The recent revelations that staff members of his at the New York Fed advised AIG to hide material matters from regulators may be the final trigger leading to his departure.
Obama needs to change up his economic team anyway. The President took the advice and counsel of Robert Rubin, Lawrence Summers, Timothy Geithner, and Ben Bernanke and resuscitated Wall Street by pumping hundreds of billions of tax dollars as guarantees and bailouts into the financial sector.
We now have a high stock market but disturbingly job openings today are 50% lower than in 2007. Obama has said that 2010 is going to be a year of focusing on job creation and more serious infrastructure investment.
In my view, jobs and national infrastructure should have been the President’s priorities in 2009 — when he actually had the mandate and financial resources to make deep job-creating infrastructure investments that recurring returns to the American economy and workers over the next generation. But Obama is late to the cause, and future results are in doubt.
To convince American voters and working families he is serious about job creation and more sensible economic policies than he has thus far pursued, he can’t keep Lawrence Summers, Romer, Geithner, and the overwhelmingly neoliberal members of his White House econ team.
Obama can’t expect us to believe that the same team members that he has had working out global macroeconomic deals are the same who can focus on microeconomic issues in specific industries and on the nation’s pathetic jobs portfolio. Leo Hindery throws out some ideas on Huffington Post today on how to get the jobs machine going again, but I can’t imagine Obama’s current team seriously pursuing the Hindery action plan.
Jared Bernstein, chief economist to Vice President Joe Biden, is practically the only one with any serious background in infrastructure and jobs-focused economic policy.

Data lines:
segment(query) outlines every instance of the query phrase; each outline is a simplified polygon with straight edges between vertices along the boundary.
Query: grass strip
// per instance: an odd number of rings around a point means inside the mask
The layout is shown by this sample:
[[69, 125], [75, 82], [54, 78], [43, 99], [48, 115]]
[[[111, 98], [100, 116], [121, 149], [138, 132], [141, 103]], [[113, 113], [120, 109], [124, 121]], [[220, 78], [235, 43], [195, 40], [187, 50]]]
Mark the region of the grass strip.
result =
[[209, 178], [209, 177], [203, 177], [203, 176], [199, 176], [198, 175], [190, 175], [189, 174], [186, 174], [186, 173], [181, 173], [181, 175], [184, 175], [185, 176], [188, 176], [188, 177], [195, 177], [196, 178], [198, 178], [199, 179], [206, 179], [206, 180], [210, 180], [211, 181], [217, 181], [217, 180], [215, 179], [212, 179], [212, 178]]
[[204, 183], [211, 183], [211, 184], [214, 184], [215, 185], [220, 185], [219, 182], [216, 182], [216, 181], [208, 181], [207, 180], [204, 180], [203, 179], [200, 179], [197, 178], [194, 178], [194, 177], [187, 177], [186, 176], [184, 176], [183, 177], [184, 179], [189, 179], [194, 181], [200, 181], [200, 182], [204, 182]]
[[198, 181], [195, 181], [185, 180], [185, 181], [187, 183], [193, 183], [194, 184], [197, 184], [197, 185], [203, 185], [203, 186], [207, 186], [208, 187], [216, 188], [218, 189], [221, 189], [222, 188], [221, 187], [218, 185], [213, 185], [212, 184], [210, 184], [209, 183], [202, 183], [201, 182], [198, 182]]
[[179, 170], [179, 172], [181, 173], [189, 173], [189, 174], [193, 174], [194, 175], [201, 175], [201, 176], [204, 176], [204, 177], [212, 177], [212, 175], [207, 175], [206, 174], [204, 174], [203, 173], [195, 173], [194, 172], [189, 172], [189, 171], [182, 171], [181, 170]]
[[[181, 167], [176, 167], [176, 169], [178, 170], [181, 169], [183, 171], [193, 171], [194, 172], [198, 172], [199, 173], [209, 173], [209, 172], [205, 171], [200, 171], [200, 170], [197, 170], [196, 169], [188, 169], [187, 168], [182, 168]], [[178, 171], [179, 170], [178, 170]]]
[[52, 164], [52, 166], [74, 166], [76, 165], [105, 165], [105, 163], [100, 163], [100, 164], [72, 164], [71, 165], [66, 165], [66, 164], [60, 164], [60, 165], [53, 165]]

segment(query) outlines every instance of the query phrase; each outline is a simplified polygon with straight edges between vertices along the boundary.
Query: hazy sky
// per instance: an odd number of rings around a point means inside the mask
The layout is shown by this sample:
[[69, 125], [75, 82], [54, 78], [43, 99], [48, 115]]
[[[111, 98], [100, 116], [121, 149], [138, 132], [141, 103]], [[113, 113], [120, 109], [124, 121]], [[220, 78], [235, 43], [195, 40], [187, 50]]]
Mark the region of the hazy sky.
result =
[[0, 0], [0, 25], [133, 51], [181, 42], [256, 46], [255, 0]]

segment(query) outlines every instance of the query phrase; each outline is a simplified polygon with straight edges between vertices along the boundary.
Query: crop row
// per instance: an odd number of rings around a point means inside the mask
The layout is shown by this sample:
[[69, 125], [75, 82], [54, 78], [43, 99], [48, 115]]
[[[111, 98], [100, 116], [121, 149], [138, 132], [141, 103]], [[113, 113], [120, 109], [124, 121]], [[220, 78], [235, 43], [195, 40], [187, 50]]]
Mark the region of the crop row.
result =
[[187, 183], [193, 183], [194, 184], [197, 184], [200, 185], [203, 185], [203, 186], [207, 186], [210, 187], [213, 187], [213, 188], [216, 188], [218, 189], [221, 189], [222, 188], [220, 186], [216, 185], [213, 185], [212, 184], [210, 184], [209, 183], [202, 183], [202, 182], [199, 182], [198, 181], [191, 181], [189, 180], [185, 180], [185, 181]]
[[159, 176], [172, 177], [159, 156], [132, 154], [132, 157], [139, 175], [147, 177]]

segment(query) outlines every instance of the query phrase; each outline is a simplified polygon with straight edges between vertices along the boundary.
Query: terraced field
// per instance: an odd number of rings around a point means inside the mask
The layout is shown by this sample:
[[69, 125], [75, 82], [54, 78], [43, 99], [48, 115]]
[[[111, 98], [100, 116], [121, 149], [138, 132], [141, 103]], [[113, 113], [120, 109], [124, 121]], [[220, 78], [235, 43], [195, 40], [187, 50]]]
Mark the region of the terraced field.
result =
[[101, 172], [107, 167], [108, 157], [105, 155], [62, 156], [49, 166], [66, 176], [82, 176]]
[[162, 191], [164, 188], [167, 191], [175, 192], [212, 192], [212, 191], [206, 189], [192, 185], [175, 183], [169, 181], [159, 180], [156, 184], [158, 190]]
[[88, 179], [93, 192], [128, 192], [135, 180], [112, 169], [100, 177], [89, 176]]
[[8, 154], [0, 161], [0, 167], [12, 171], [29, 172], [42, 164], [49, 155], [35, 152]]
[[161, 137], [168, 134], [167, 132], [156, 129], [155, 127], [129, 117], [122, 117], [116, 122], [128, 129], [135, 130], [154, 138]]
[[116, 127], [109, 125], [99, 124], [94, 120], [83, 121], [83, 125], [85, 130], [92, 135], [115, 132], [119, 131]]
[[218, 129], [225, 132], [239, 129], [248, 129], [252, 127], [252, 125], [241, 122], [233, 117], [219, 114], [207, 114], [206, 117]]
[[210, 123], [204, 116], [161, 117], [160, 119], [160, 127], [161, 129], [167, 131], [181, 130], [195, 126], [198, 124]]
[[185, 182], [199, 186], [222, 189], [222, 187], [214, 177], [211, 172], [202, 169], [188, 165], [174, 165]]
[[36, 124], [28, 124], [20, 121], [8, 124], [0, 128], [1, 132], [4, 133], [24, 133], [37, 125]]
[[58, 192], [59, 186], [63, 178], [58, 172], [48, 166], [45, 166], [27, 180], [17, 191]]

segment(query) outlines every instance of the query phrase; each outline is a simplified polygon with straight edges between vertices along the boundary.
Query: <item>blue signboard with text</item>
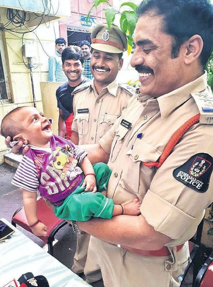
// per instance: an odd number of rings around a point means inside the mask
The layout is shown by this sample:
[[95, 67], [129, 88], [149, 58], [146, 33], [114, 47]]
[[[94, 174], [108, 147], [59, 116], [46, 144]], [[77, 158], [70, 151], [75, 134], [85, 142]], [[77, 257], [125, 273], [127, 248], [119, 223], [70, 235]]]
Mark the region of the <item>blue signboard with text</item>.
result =
[[86, 27], [93, 27], [96, 25], [96, 18], [95, 17], [89, 17], [88, 22], [86, 21], [86, 16], [81, 15], [81, 25]]

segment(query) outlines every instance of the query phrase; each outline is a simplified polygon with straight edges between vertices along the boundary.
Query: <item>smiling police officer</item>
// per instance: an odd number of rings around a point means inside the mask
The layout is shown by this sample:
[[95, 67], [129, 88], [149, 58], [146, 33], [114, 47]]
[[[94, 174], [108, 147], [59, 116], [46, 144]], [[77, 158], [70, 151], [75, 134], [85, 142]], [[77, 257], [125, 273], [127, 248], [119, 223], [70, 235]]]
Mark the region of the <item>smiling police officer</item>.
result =
[[[123, 52], [127, 49], [126, 36], [113, 25], [109, 30], [107, 24], [103, 23], [93, 30], [91, 38], [90, 65], [94, 80], [77, 87], [72, 94], [74, 119], [70, 139], [76, 144], [98, 143], [134, 92], [132, 87], [119, 84], [116, 79], [123, 65]], [[84, 271], [90, 237], [88, 234], [78, 235], [72, 267], [76, 273]], [[101, 279], [100, 272], [96, 273], [97, 280]]]

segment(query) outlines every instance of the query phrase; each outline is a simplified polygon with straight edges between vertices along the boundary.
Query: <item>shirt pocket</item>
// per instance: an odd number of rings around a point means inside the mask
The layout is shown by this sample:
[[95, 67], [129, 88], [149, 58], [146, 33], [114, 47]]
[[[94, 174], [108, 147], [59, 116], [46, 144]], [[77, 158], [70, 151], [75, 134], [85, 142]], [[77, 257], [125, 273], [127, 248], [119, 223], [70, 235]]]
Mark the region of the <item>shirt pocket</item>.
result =
[[89, 113], [77, 113], [74, 119], [77, 124], [78, 131], [79, 135], [85, 135], [89, 131]]
[[141, 201], [156, 171], [156, 169], [146, 167], [142, 163], [155, 162], [162, 153], [154, 146], [138, 138], [126, 153], [129, 157], [128, 162], [123, 165], [122, 177], [124, 184], [129, 191], [137, 194]]
[[125, 140], [125, 138], [130, 130], [126, 127], [120, 125], [118, 128], [115, 131], [115, 134], [112, 144], [111, 153], [110, 157], [110, 160], [111, 162], [113, 162], [117, 159]]
[[102, 137], [109, 131], [117, 118], [118, 116], [105, 113], [102, 115], [100, 121], [99, 137]]

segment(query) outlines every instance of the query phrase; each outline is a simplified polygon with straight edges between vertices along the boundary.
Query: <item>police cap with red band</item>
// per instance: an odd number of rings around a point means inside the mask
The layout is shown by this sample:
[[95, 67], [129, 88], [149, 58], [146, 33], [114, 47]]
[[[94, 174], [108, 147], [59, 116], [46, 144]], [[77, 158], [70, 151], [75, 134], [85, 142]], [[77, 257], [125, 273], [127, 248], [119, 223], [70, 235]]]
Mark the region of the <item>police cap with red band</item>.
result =
[[109, 53], [122, 53], [127, 49], [127, 39], [117, 27], [111, 24], [109, 30], [106, 23], [97, 25], [91, 33], [93, 49]]

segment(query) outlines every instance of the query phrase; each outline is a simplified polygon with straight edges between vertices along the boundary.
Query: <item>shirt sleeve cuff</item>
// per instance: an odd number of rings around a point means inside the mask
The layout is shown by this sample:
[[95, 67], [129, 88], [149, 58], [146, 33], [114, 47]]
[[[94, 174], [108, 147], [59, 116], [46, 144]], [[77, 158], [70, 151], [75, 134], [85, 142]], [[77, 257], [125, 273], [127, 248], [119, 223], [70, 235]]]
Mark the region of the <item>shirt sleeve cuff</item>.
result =
[[144, 198], [140, 210], [147, 223], [155, 230], [173, 239], [179, 238], [196, 220], [149, 189]]
[[108, 131], [99, 141], [99, 144], [105, 152], [109, 155], [110, 154], [112, 144], [113, 138]]

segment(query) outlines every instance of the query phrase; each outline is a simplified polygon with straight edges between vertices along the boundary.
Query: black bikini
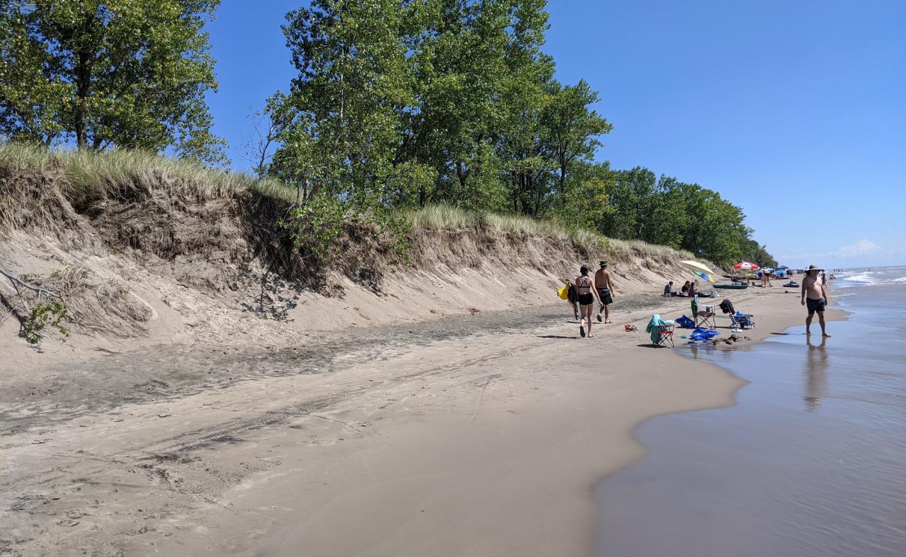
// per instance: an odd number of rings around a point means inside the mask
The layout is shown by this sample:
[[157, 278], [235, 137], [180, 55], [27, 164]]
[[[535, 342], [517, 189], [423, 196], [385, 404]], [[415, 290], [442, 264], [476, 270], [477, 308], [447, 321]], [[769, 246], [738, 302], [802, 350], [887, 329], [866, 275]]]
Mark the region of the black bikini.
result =
[[579, 293], [579, 303], [582, 305], [591, 305], [594, 303], [594, 294], [592, 293], [592, 285], [588, 284], [587, 286], [579, 286], [579, 280], [581, 279], [585, 279], [586, 284], [592, 282], [592, 279], [588, 278], [587, 276], [582, 276], [576, 279], [575, 287], [577, 289], [579, 289], [580, 291], [583, 288], [588, 289], [588, 292], [585, 293], [583, 293], [582, 292]]

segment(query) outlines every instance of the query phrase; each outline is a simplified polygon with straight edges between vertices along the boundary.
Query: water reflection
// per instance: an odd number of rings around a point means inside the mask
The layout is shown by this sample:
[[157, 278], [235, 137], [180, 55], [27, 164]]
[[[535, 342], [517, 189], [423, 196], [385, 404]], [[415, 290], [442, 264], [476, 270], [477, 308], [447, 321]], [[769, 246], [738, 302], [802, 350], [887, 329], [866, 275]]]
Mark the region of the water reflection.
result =
[[824, 345], [827, 337], [821, 338], [821, 344], [812, 343], [812, 338], [805, 337], [808, 356], [805, 359], [805, 410], [814, 412], [821, 406], [821, 399], [827, 394], [827, 351]]

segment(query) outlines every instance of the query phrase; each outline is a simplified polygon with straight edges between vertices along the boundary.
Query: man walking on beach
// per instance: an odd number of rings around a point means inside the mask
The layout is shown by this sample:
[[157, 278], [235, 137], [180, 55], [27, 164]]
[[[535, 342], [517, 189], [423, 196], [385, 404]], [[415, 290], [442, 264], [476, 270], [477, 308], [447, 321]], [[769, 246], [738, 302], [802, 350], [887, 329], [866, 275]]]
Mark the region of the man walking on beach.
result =
[[821, 325], [821, 336], [829, 337], [824, 330], [824, 306], [827, 304], [827, 289], [819, 280], [817, 265], [809, 265], [805, 271], [805, 278], [802, 280], [802, 304], [808, 308], [808, 317], [805, 318], [805, 334], [812, 334], [812, 317], [818, 313], [818, 324]]
[[611, 272], [607, 270], [607, 262], [601, 262], [601, 268], [594, 274], [594, 287], [601, 298], [601, 309], [598, 310], [598, 322], [601, 322], [601, 312], [604, 312], [604, 322], [611, 322], [611, 308], [613, 303], [613, 283], [611, 282]]

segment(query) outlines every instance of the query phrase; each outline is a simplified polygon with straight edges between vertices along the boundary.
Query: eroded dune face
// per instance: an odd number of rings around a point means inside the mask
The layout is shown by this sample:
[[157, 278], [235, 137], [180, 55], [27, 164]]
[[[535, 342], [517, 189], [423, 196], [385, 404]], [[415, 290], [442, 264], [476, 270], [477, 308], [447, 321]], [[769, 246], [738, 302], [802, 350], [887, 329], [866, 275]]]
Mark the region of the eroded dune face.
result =
[[[97, 191], [53, 169], [0, 168], [0, 266], [67, 300], [70, 346], [92, 341], [260, 343], [336, 330], [558, 303], [583, 262], [607, 258], [618, 293], [681, 274], [669, 256], [589, 253], [568, 238], [467, 228], [389, 235], [349, 222], [315, 264], [280, 230], [287, 204], [149, 171]], [[652, 290], [653, 289], [653, 290]], [[14, 291], [0, 285], [7, 312]], [[16, 320], [0, 344], [21, 341]]]

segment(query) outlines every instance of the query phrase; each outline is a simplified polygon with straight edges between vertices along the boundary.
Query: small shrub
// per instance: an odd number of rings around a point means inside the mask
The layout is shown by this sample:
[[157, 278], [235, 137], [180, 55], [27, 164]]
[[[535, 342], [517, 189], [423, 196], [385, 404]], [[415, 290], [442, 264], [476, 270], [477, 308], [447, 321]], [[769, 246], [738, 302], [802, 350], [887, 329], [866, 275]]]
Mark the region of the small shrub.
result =
[[37, 344], [44, 337], [48, 329], [55, 329], [63, 336], [69, 336], [69, 330], [63, 326], [66, 317], [66, 306], [62, 302], [38, 303], [28, 313], [28, 319], [22, 327], [22, 336], [29, 344]]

Instruction:
Reproduce the commentary on Obama's economic team from above in full, word for word, without any changes.

Full solution:
The recent revelations that staff members of his at the New York Fed advised AIG to hide material matters from regulators may be the final trigger leading to his departure.
Obama needs to change up his economic team anyway. The President took the advice and counsel of Robert Rubin, Lawrence Summers, Timothy Geithner, and Ben Bernanke and resuscitated Wall Street by pumping hundreds of billions of tax dollars as guarantees and bailouts into the financial sector.
We now have a high stock market but disturbingly job openings today are 50% lower than in 2007. Obama has said that 2010 is going to be a year of focusing on job creation and more serious infrastructure investment.
In my view, jobs and national infrastructure should have been the President’s priorities in 2009 — when he actually had the mandate and financial resources to make deep job-creating infrastructure investments that recurring returns to the American economy and workers over the next generation. But Obama is late to the cause, and future results are in doubt.
To convince American voters and working families he is serious about job creation and more sensible economic policies than he has thus far pursued, he can’t keep Lawrence Summers, Romer, Geithner, and the overwhelmingly neoliberal members of his White House econ team.
Obama can’t expect us to believe that the same team members that he has had working out global macroeconomic deals are the same who can focus on microeconomic issues in specific industries and on the nation’s pathetic jobs portfolio. Leo Hindery throws out some ideas on Huffington Post today on how to get the jobs machine going again, but I can’t imagine Obama’s current team seriously pursuing the Hindery action plan.
Jared Bernstein, chief economist to Vice President Joe Biden, is practically the only one with any serious background in infrastructure and jobs-focused economic policy.